**Extract:**
______

The team, led by the University of Sheffield, found small organisms that could have come from space after sending a specially designed balloon to 27 km into the stratosphere during the recent Perseid meteor shower.
"Most people will assume that these biological particles must have just drifted up to the stratosphere from Earth, but it is generally accepted that a particle of the size found cannot be lifted from Earth to heights of, for example, 27 km," said Professor Milton Wainwright from the University's Department of Molecular Biology and Biotechnology.
"The only known exception is by a violent volcanic eruption, none of which occurred within three years of the sampling trip. "In the absence of a mechanism by which large particles like these can be transported to the stratosphere we can only conclude that the biological entities originated from space. "Our conclusion then is that life is continually arriving to Earth from space, life is not restricted to this planet and it almost certainly did not originate here," he said.
"If life does continue to arrive from space then we have to completely change our view of biology and evolution. New textbooks will have to be written!" Wainwright said.

______

**Extracted entries:**
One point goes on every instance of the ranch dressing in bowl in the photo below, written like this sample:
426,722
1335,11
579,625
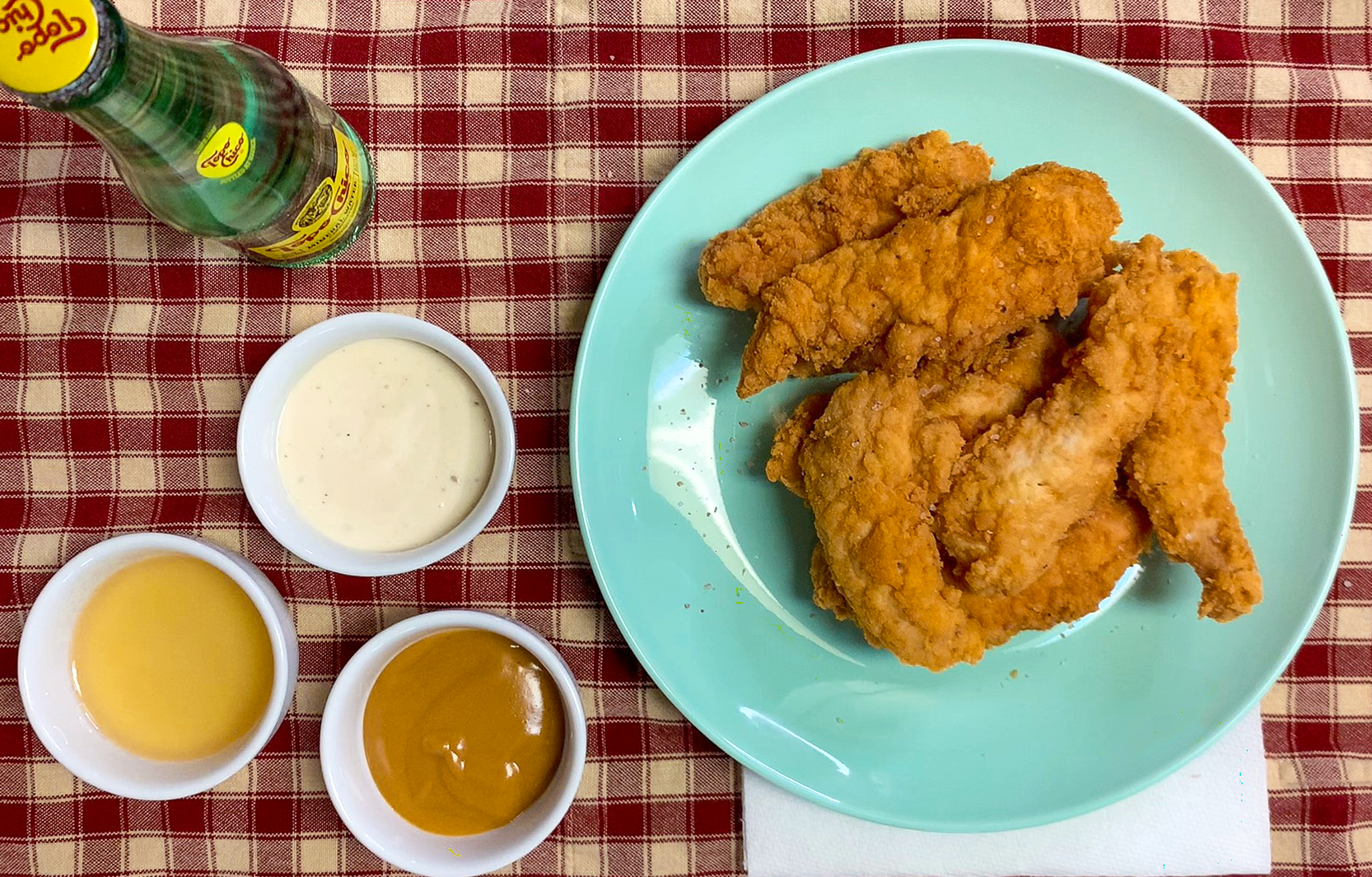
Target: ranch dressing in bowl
385,445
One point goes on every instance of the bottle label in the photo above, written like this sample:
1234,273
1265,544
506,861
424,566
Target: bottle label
329,213
226,152
45,44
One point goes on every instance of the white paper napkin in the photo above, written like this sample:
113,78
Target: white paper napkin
1207,819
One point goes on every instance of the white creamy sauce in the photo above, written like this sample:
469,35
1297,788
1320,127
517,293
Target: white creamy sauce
385,445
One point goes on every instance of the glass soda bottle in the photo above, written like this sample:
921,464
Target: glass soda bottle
214,138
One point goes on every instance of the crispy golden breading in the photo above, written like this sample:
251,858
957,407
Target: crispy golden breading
998,380
1094,555
858,201
1029,479
1176,465
1010,254
873,467
826,593
875,464
784,464
1090,562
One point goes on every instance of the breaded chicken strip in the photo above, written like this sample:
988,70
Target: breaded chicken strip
862,199
1029,479
873,464
1176,465
1088,564
1007,255
1095,553
998,380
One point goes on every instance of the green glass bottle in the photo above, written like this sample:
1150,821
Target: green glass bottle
214,138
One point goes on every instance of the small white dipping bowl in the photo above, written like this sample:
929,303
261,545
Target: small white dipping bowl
360,803
261,418
49,695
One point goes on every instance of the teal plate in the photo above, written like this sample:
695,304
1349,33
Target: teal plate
704,563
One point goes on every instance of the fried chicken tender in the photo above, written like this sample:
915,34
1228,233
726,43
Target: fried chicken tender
1176,465
875,463
862,199
998,380
1009,254
1090,562
1029,479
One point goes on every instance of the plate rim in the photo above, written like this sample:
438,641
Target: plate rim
1328,301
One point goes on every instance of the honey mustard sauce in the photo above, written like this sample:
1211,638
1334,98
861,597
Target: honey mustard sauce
385,445
463,732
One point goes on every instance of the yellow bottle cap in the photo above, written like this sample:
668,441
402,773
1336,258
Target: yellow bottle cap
45,44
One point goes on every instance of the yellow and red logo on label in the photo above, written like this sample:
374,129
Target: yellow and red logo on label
226,152
329,213
45,44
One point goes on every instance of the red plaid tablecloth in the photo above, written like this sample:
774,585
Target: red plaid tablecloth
513,143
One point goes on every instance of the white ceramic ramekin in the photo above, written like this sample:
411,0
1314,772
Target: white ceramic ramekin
263,415
360,802
49,695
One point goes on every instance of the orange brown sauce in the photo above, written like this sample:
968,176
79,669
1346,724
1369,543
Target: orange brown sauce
463,732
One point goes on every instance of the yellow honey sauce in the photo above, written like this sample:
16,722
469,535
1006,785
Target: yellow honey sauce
172,659
463,730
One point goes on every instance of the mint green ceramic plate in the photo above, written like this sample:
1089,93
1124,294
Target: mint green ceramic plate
704,563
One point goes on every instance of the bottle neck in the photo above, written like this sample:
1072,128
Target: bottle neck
135,103
57,54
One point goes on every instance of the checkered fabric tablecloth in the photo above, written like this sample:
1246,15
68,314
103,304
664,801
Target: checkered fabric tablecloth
513,143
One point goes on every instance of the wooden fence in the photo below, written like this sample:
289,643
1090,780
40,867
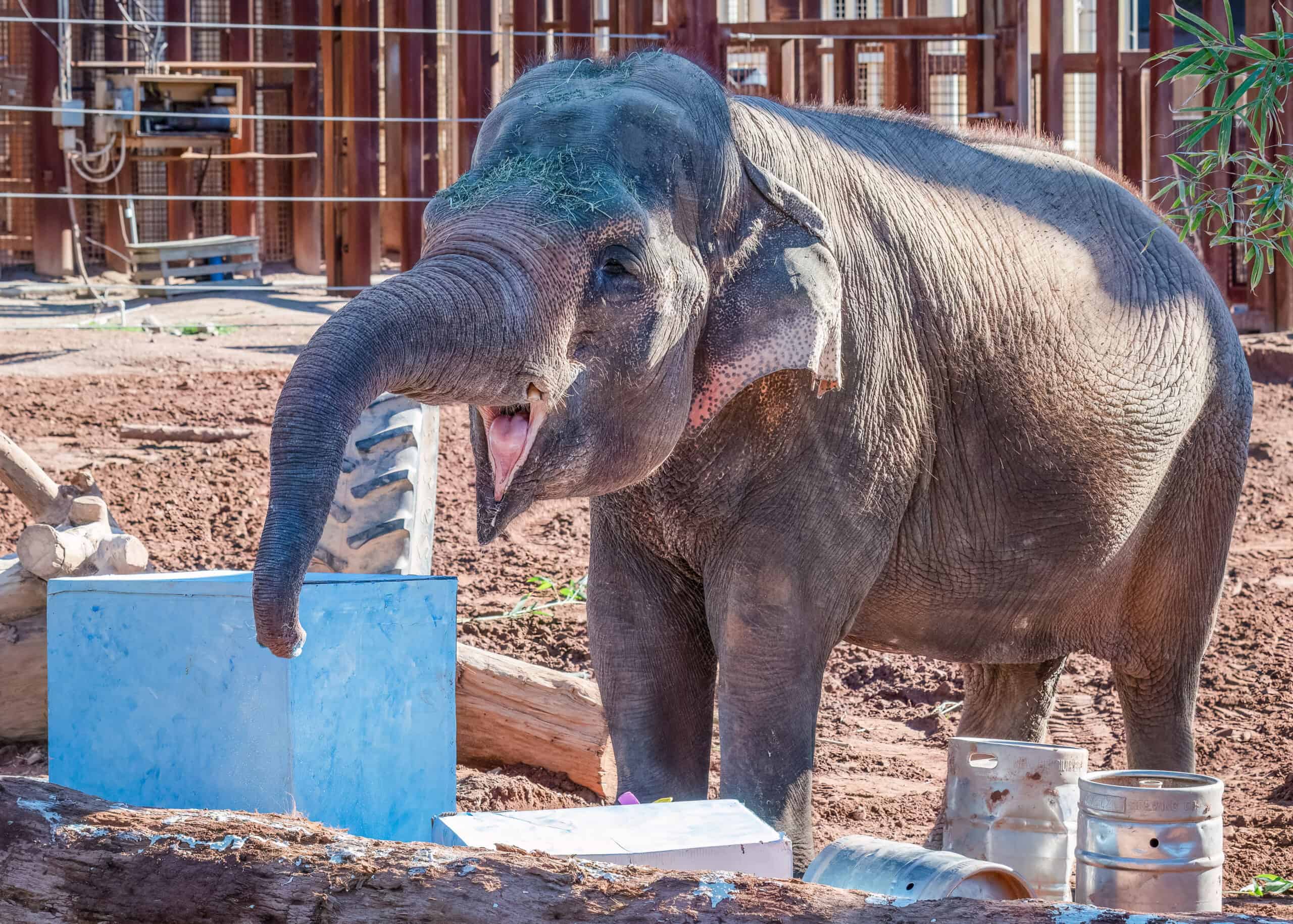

______

**Task instructions:** Resume the article on the Sheffield stratosphere balloon findings, picking up right after its final sentence.

**Result for this task:**
The balloon, designed by Chris Rose and Alex Baker from the University of Sheffield's Leonardo Centre for Tribology, was launched near Chester and carried microscope studs, which were only exposed to the atmosphere when the balloon reached heights of between 22 and 27 km.
The balloon landed safely and intact near Wakefield. The scientists then discovered that they had captured a diatom fragment and some unusual biological entities from the stratosphere, all of which are too large to have come from Earth.
Wainwright said stringent precautions had been taken against the possibility of contamination during sampling and processing, and said the group was confident that the biological organisms could only have come from the stratosphere.
The findings have been published in the Journal of Cosmology. Wainwright's team is hoping to extend and confirm their results by carrying out the test again in October to coincide with the upcoming Haley's Comet-associated meteorite shower when there will be large amounts of cosmic dust.